> RECORDS FOR THE TASK:
========================
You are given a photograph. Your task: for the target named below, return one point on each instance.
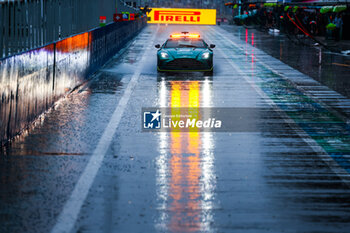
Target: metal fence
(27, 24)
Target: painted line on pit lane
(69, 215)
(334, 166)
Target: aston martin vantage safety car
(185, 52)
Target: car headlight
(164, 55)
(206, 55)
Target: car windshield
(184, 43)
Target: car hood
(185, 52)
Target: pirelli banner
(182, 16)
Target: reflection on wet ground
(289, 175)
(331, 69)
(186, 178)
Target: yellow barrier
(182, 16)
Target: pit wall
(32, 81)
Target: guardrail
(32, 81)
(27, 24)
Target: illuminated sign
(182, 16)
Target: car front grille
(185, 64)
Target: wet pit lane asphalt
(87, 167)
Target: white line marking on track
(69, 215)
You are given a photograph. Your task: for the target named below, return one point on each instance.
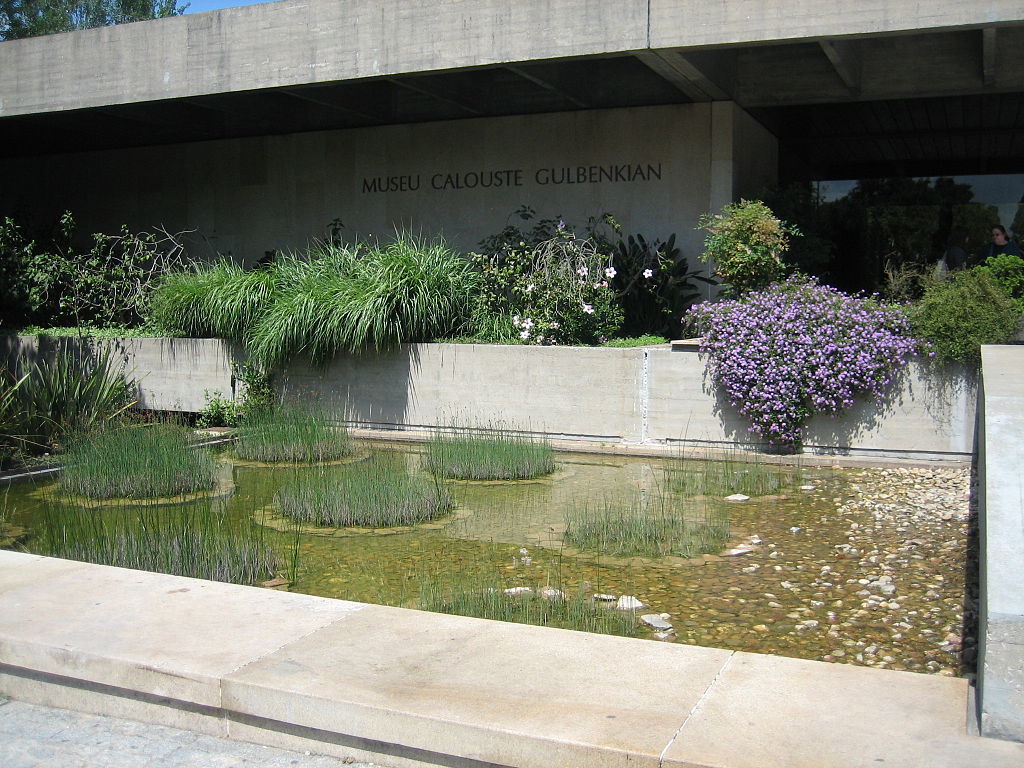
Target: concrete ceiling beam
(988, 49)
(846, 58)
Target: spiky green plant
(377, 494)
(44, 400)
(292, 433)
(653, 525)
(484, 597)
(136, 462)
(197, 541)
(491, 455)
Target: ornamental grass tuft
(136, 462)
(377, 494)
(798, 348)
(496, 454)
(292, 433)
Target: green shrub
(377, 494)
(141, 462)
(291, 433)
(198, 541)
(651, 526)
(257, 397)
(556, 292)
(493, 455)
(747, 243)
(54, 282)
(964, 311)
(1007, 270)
========================
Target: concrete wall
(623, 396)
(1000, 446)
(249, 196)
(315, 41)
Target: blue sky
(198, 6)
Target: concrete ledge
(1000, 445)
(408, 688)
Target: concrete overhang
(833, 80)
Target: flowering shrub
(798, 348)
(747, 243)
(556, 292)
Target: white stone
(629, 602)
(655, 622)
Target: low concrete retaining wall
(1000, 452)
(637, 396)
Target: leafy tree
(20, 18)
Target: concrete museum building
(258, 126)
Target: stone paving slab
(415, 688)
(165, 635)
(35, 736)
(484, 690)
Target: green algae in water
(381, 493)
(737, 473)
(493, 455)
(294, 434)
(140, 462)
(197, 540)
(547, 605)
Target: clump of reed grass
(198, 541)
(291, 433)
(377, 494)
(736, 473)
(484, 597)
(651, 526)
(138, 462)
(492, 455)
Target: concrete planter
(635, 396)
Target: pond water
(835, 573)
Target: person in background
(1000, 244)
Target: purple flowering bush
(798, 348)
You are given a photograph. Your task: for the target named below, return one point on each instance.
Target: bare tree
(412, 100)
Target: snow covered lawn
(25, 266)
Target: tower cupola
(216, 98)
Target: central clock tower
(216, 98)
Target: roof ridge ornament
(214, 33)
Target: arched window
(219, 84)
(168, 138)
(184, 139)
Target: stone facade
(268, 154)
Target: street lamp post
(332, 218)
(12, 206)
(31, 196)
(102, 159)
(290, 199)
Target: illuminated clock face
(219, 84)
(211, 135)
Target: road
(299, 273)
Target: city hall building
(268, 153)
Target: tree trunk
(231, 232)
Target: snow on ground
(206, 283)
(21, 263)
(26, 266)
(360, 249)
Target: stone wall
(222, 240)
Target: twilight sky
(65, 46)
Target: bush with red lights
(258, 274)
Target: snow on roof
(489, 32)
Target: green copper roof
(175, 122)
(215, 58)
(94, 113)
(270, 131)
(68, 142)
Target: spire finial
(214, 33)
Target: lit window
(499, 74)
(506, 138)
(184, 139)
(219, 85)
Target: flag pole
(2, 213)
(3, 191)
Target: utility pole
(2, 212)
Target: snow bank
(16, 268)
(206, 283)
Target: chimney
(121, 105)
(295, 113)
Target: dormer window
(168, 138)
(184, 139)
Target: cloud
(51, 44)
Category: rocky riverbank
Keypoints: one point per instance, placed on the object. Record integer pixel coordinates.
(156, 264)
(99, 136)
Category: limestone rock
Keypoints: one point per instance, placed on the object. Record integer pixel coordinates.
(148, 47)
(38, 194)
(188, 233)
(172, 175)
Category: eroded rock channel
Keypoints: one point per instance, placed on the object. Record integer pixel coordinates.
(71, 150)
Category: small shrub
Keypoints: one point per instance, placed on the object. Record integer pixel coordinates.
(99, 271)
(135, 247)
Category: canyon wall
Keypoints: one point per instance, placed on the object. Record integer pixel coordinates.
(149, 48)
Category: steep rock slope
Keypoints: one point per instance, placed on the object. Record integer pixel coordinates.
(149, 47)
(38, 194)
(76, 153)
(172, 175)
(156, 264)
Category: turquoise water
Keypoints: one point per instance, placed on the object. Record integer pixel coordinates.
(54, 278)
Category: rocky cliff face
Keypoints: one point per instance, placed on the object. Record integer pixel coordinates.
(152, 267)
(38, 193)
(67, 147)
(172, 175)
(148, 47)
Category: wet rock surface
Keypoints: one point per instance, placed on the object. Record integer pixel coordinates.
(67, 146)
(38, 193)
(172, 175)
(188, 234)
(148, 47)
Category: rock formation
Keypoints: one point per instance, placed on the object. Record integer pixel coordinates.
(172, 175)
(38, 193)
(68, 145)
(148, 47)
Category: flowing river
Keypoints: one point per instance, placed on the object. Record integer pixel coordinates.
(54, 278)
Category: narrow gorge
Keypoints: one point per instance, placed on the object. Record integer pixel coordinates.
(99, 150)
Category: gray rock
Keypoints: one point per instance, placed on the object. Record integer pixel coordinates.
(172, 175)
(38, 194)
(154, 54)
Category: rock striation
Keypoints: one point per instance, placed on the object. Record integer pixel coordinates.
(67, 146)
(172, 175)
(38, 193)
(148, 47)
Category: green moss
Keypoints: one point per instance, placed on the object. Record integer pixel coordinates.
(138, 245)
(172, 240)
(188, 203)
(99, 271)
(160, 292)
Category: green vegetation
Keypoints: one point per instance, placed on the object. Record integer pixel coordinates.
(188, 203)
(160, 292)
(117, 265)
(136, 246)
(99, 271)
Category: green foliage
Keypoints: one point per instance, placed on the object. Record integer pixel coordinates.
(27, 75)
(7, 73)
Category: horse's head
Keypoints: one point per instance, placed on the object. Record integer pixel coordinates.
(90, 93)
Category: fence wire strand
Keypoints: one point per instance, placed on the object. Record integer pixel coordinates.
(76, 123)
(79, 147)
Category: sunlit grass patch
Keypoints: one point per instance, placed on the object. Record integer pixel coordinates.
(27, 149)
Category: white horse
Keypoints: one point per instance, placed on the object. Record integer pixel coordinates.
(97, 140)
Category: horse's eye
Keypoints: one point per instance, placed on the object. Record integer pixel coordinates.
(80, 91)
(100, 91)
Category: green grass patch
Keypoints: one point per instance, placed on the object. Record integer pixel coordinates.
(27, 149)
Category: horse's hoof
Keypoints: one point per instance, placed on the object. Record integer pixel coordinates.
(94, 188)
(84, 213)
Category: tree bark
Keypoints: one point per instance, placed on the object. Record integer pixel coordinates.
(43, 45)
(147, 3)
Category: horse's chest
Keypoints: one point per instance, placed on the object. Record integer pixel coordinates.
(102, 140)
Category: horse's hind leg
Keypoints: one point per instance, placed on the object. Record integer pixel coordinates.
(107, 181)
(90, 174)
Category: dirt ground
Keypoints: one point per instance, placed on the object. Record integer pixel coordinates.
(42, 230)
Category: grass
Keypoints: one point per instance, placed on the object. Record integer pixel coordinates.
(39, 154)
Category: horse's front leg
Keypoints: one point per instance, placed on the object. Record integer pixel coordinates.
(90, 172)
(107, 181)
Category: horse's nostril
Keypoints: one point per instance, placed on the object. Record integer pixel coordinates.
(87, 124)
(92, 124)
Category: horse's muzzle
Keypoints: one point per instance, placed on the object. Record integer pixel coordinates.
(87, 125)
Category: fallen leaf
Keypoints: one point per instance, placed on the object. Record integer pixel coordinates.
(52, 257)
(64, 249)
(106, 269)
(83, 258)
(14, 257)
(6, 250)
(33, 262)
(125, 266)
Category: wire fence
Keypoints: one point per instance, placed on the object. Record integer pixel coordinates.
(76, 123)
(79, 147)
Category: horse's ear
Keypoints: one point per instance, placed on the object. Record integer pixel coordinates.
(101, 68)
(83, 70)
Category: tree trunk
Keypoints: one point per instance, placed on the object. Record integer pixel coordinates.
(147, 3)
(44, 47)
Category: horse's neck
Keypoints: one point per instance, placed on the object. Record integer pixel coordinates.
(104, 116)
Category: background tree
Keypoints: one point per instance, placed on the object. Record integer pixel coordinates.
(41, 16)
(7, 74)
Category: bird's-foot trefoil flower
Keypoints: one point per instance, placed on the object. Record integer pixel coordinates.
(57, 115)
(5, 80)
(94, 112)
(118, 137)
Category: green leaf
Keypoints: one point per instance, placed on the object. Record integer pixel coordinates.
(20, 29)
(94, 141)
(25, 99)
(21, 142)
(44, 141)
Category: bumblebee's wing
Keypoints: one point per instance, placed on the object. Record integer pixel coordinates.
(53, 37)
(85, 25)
========================
Find how many lines in the material above hold the word "rocky", then reply with only that figure.

> SOLUTION BELOW: 2